* START INFORMATION PROVIDED *

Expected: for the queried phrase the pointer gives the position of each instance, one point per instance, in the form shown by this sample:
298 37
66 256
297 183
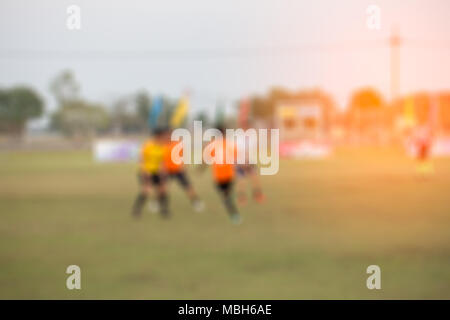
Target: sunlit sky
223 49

* END INFORMATION PROVIDED *
* START INFORMATION PROVIDED *

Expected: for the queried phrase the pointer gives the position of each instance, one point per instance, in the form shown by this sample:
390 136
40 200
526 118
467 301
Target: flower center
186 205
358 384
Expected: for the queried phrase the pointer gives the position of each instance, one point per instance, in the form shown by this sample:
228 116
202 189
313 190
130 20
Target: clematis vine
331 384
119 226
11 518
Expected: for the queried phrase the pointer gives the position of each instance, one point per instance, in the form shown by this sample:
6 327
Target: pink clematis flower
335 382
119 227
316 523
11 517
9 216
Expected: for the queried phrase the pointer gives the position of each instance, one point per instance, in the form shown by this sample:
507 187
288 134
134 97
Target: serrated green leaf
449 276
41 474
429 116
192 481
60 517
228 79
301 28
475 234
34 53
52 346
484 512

* END INFORMATION PROVIDED *

REQUIREMENT: Gather every line of the material above that contains the word "Target", and copy each one unchanged.

WORKED ANSWER:
Target: sunlit sky
Target: flower center
Target: clematis vine
Target: pink clematis flower
Target: serrated green leaf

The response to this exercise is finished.